Shape annotation entries
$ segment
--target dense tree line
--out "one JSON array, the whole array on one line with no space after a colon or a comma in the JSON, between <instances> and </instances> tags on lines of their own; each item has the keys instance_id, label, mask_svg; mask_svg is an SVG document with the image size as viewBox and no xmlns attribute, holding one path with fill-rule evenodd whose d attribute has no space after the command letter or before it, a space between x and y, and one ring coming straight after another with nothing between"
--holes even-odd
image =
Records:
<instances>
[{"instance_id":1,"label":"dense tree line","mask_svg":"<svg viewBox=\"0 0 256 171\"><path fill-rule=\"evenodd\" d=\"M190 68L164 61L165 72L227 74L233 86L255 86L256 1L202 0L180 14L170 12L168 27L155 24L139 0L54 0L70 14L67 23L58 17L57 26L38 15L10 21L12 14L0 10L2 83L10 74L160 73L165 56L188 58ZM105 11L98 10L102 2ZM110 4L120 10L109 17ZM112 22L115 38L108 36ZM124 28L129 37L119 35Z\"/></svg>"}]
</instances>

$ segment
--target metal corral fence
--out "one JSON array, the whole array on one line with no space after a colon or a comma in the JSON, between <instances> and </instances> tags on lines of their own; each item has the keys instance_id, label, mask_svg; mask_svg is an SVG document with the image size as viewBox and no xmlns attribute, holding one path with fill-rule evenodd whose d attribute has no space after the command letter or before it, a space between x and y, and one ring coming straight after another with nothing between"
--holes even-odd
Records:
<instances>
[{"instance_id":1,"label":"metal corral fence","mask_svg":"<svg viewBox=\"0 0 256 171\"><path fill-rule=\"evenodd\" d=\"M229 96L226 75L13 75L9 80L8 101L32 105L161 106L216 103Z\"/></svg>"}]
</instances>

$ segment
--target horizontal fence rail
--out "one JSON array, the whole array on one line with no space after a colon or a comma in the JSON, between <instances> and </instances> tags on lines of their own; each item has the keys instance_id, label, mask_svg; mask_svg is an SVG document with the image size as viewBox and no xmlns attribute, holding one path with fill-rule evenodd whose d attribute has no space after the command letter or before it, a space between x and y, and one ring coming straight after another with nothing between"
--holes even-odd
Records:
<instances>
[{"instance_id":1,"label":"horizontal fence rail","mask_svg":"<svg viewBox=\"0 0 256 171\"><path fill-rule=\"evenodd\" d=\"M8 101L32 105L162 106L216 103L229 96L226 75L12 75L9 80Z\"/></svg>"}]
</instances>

#### Goal:
Set down the listing in full, keeping every word exactly as it is.

#### Response to this task:
$ segment
--target dense tree line
--out "one JSON array, the whole array on one line with no space after a colon or a comma in the JSON, between <instances> and </instances> tags on lines of their own; each item has the keys instance_id, label, mask_svg; mask_svg is an SVG document with the image size as viewBox and no xmlns attribute, holding one path with fill-rule evenodd whose d attribute has no space after the command letter or before it, a space between x and y, and one ring coming straight after another with nothing between"
--holes even-odd
image =
Records:
<instances>
[{"instance_id":1,"label":"dense tree line","mask_svg":"<svg viewBox=\"0 0 256 171\"><path fill-rule=\"evenodd\" d=\"M190 68L164 61L165 72L227 74L233 86L255 86L256 1L202 0L180 14L170 12L168 27L155 24L139 0L54 0L70 14L67 23L58 17L57 26L38 15L10 21L12 14L0 10L2 83L10 74L160 73L165 56L188 58ZM105 11L98 10L102 2ZM110 4L120 10L109 17ZM112 22L115 38L108 36ZM124 28L129 37L119 35Z\"/></svg>"}]
</instances>

$ segment
--target metal corral fence
--out "one JSON array, the whole array on one line with no space after a colon or a comma in the JSON, between <instances> and </instances> tags on lines of their own; each item has the keys instance_id, label, mask_svg; mask_svg is an SVG document with the image size as viewBox and no xmlns attribute, holding one path with fill-rule evenodd whose d attribute has no space after the command letter or before it, a space between x and y, and one ring coming straight after another with nothing between"
--holes even-odd
Records:
<instances>
[{"instance_id":1,"label":"metal corral fence","mask_svg":"<svg viewBox=\"0 0 256 171\"><path fill-rule=\"evenodd\" d=\"M229 96L226 75L13 75L9 80L8 101L32 105L161 106L216 103Z\"/></svg>"}]
</instances>

$ segment
--target horizontal fence rail
--out "one JSON array, the whole array on one line with no space after a colon or a comma in the JSON, between <instances> and </instances> tags on lines of their own; each item has the keys instance_id, label, mask_svg; mask_svg is an SVG document with the image size as viewBox and no xmlns attribute, holding one path with fill-rule evenodd whose d attribute has no space after the command letter or before it, a space between x and y, and one ring coming straight after another with nothing between"
--holes even-odd
Records:
<instances>
[{"instance_id":1,"label":"horizontal fence rail","mask_svg":"<svg viewBox=\"0 0 256 171\"><path fill-rule=\"evenodd\" d=\"M8 101L32 105L162 106L216 103L229 96L226 75L12 75L9 80Z\"/></svg>"}]
</instances>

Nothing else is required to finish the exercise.